#### [Assignment]
Give the number of lines in the entries that contain "banner". State only the count.

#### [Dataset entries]
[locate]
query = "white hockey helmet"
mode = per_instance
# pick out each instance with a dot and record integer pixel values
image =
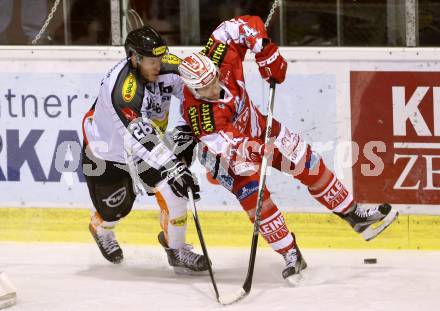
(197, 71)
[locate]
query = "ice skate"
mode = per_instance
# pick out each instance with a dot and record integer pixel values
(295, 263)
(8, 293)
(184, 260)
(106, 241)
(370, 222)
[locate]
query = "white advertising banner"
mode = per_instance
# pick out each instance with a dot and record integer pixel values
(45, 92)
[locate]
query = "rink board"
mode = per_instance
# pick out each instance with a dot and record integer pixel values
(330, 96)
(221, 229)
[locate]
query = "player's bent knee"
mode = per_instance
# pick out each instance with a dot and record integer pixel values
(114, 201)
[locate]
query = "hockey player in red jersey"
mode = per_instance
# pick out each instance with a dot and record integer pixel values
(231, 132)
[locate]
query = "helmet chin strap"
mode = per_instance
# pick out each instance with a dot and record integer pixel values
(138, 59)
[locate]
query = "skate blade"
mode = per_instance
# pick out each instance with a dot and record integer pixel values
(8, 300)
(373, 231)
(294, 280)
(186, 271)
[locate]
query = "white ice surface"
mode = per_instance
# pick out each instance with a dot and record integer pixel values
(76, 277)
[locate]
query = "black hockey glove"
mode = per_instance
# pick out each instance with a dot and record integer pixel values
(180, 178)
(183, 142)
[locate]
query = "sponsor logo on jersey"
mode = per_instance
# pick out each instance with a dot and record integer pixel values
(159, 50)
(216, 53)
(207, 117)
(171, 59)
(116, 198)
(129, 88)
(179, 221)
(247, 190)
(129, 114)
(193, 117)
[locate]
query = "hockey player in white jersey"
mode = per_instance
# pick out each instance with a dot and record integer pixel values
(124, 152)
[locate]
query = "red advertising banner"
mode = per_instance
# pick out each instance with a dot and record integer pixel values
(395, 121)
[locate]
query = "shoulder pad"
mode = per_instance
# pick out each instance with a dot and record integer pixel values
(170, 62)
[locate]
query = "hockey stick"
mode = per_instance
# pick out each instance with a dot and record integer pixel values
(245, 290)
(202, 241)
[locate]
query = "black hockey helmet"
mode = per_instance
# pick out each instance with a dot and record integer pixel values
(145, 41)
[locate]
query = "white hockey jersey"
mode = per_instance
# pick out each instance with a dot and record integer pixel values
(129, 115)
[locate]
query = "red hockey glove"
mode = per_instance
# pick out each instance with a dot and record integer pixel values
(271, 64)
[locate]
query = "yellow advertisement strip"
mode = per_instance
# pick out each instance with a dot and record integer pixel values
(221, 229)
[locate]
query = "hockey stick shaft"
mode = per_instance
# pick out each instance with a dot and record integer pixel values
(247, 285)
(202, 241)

...

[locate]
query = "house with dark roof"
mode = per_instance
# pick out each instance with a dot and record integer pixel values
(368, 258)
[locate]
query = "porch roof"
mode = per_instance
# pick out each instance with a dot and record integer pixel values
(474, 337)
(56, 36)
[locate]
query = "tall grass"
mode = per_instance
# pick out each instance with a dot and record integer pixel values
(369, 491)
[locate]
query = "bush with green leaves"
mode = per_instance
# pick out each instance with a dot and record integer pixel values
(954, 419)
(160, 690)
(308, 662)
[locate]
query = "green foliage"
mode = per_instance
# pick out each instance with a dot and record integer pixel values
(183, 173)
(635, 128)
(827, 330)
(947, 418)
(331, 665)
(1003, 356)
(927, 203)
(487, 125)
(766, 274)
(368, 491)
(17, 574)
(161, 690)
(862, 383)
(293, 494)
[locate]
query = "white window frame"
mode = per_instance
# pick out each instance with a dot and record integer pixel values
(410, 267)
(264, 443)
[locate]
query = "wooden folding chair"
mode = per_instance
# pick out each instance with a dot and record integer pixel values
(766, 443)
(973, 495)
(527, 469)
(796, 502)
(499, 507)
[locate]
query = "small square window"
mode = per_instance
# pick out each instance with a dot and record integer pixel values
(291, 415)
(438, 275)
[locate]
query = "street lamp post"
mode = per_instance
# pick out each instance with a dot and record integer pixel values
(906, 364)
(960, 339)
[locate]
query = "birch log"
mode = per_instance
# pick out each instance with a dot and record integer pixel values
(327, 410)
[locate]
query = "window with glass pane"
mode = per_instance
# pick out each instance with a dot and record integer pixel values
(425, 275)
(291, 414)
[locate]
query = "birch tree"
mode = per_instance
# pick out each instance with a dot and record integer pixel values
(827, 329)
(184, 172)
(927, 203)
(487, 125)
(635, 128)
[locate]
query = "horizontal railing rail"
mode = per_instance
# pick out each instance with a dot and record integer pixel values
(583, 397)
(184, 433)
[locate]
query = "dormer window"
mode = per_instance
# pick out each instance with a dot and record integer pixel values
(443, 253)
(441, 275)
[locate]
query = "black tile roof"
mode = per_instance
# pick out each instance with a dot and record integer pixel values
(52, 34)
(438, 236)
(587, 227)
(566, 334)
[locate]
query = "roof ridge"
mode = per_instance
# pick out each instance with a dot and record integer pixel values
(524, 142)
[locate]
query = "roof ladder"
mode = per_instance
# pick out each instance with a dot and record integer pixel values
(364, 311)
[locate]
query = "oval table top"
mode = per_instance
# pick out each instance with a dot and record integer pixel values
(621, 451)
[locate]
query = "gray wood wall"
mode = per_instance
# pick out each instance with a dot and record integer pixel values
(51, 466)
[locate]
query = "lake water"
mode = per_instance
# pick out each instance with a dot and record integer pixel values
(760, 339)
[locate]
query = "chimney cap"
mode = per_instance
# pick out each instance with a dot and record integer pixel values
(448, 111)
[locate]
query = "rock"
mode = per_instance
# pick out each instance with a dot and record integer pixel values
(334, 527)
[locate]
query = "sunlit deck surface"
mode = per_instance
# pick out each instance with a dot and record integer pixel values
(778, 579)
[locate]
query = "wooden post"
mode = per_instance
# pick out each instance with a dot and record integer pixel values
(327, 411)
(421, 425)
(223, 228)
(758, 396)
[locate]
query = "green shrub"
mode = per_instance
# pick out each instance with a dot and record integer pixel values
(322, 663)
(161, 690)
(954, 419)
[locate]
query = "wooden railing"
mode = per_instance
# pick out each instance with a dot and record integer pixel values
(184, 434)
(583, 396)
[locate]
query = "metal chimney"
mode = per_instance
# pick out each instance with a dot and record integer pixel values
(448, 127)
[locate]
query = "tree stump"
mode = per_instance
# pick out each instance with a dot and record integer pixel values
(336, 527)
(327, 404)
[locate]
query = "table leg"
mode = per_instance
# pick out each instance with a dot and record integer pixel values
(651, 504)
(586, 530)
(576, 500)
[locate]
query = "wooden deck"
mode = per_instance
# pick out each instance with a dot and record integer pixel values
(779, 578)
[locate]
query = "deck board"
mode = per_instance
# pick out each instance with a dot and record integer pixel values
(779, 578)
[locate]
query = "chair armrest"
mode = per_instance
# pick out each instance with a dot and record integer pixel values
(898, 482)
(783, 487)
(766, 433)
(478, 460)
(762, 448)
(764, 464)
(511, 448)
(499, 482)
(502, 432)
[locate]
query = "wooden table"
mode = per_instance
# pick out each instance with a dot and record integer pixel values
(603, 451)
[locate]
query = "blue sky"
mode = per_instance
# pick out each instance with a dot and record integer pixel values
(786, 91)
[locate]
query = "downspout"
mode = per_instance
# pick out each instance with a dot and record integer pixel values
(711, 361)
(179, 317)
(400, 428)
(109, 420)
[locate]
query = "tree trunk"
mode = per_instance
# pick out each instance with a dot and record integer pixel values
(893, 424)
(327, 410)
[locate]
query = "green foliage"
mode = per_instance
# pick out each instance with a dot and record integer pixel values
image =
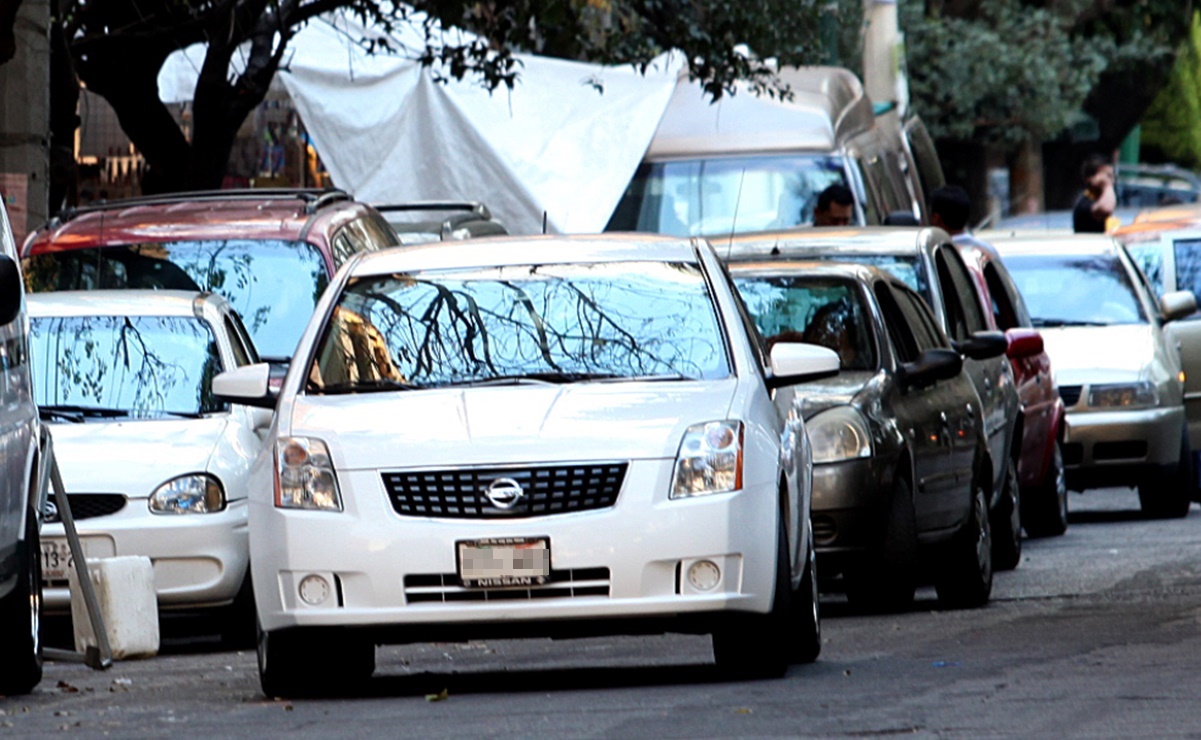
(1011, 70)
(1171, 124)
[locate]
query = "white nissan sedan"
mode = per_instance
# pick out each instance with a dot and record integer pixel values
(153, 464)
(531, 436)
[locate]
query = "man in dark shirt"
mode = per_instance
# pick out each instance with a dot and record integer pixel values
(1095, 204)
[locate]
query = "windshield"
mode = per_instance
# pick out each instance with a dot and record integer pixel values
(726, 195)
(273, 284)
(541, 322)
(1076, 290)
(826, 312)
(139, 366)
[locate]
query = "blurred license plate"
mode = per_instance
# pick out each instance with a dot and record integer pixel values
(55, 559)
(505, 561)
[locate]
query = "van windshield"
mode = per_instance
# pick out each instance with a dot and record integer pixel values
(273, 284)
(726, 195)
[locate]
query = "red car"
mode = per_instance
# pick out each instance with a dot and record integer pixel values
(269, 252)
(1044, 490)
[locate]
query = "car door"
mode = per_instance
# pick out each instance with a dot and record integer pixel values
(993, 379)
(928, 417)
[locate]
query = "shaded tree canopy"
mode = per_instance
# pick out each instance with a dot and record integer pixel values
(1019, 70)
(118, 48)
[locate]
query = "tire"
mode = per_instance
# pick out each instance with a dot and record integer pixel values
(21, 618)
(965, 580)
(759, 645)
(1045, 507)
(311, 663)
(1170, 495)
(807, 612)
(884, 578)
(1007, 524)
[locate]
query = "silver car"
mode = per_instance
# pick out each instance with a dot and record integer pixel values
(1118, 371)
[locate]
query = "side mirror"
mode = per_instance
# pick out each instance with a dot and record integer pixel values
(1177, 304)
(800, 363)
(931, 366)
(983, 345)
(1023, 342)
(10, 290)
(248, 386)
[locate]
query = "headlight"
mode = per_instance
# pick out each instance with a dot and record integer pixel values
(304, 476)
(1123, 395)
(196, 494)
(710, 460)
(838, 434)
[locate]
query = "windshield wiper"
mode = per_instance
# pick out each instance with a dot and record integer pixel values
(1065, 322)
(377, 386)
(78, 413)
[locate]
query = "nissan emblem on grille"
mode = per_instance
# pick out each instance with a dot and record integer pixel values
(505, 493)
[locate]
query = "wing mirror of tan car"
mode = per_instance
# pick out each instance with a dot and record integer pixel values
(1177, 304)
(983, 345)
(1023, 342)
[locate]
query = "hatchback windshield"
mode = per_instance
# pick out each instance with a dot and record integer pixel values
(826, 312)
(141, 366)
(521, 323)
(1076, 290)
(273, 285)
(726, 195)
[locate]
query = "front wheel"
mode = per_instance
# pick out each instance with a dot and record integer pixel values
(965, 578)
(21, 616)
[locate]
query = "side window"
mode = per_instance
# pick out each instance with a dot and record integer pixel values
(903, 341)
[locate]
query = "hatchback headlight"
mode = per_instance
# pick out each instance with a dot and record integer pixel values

#### [Your response]
2